Identify each line in the records below that contains the word "gold", and copy it.

+++ Information +++

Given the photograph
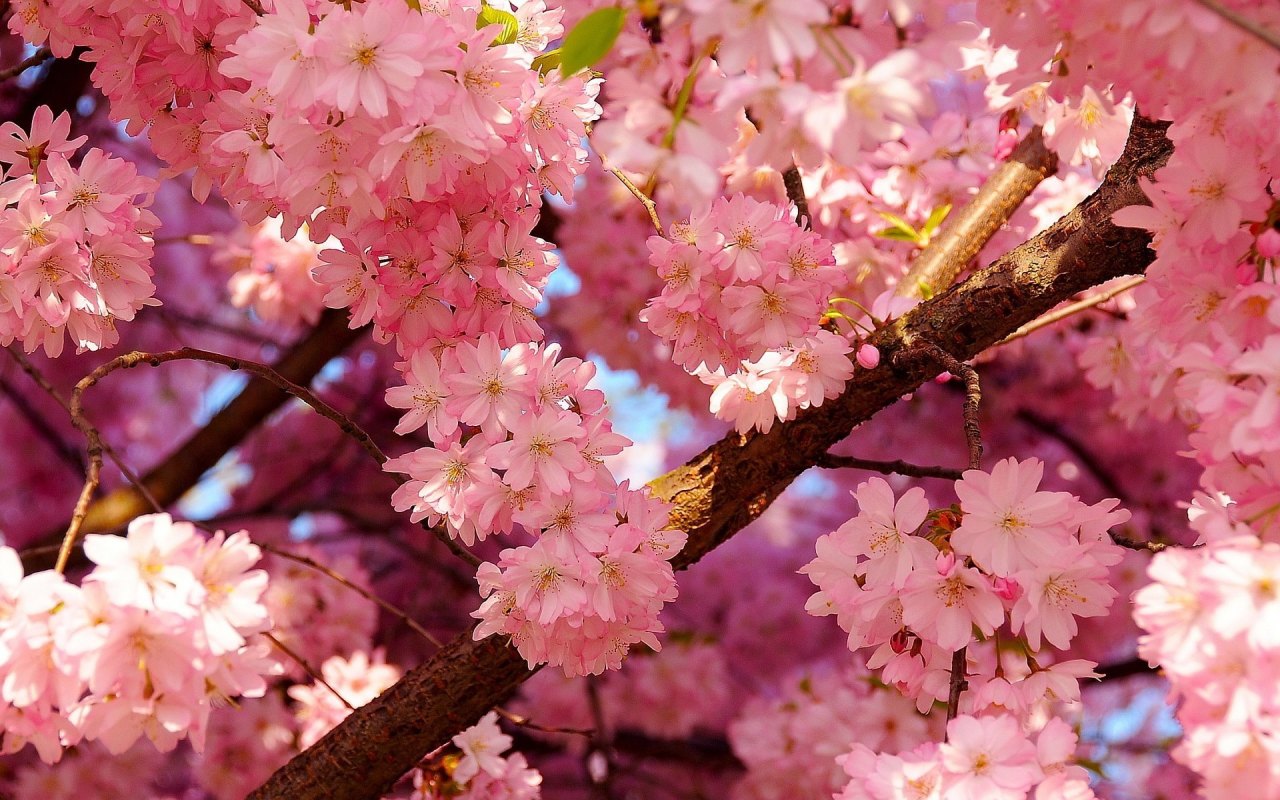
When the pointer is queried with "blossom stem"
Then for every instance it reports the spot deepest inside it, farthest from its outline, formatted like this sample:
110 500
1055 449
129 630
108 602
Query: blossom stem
795 193
35 59
1243 22
649 205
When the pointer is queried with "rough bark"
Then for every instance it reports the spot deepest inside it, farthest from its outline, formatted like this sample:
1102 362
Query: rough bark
726 487
182 469
970 227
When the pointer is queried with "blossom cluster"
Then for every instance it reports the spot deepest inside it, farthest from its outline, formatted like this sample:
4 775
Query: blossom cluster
74 238
519 446
790 744
273 275
1211 622
744 293
1201 341
417 142
481 772
983 758
348 682
918 586
160 631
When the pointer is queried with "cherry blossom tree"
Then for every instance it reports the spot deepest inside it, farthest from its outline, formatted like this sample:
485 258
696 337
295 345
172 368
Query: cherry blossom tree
494 400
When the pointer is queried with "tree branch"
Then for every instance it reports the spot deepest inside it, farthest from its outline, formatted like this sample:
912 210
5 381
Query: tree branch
178 472
969 228
726 487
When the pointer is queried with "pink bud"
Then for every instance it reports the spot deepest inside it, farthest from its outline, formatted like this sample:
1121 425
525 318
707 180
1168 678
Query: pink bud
1006 588
868 356
1269 243
900 641
946 562
1005 142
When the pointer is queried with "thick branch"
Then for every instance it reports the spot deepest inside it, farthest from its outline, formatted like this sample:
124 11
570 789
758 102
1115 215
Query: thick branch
730 484
969 228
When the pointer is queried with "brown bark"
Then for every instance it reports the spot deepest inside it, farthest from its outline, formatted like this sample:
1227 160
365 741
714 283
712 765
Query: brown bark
721 490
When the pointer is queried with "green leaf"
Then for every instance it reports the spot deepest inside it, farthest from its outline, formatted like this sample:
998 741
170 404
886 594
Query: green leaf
936 219
490 16
547 62
900 224
897 234
592 39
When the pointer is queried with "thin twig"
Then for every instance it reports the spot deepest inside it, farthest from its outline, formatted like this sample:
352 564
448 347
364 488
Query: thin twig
1072 310
266 373
831 461
639 195
69 455
36 59
192 353
307 668
795 193
51 391
369 595
972 398
1243 22
1125 668
973 435
525 722
1142 547
600 746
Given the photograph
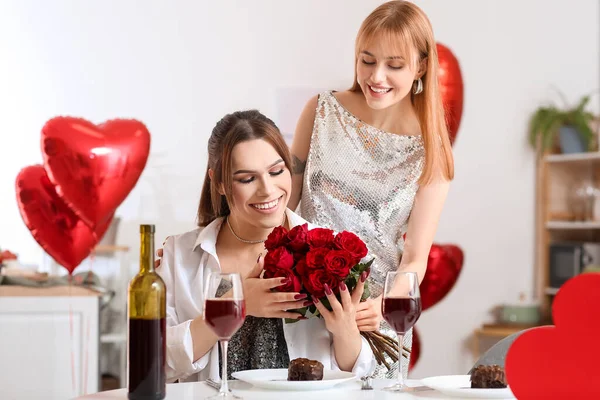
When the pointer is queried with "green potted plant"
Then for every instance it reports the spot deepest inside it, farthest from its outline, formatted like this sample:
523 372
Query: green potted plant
572 126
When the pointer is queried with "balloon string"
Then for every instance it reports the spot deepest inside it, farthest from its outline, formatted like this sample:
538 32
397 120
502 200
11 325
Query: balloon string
87 334
72 334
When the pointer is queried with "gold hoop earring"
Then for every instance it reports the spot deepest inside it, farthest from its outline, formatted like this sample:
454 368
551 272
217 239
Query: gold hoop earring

+++

Solution for this exercise =
When the pointer is queried with "gold hoop earring"
Query: gold hoop earring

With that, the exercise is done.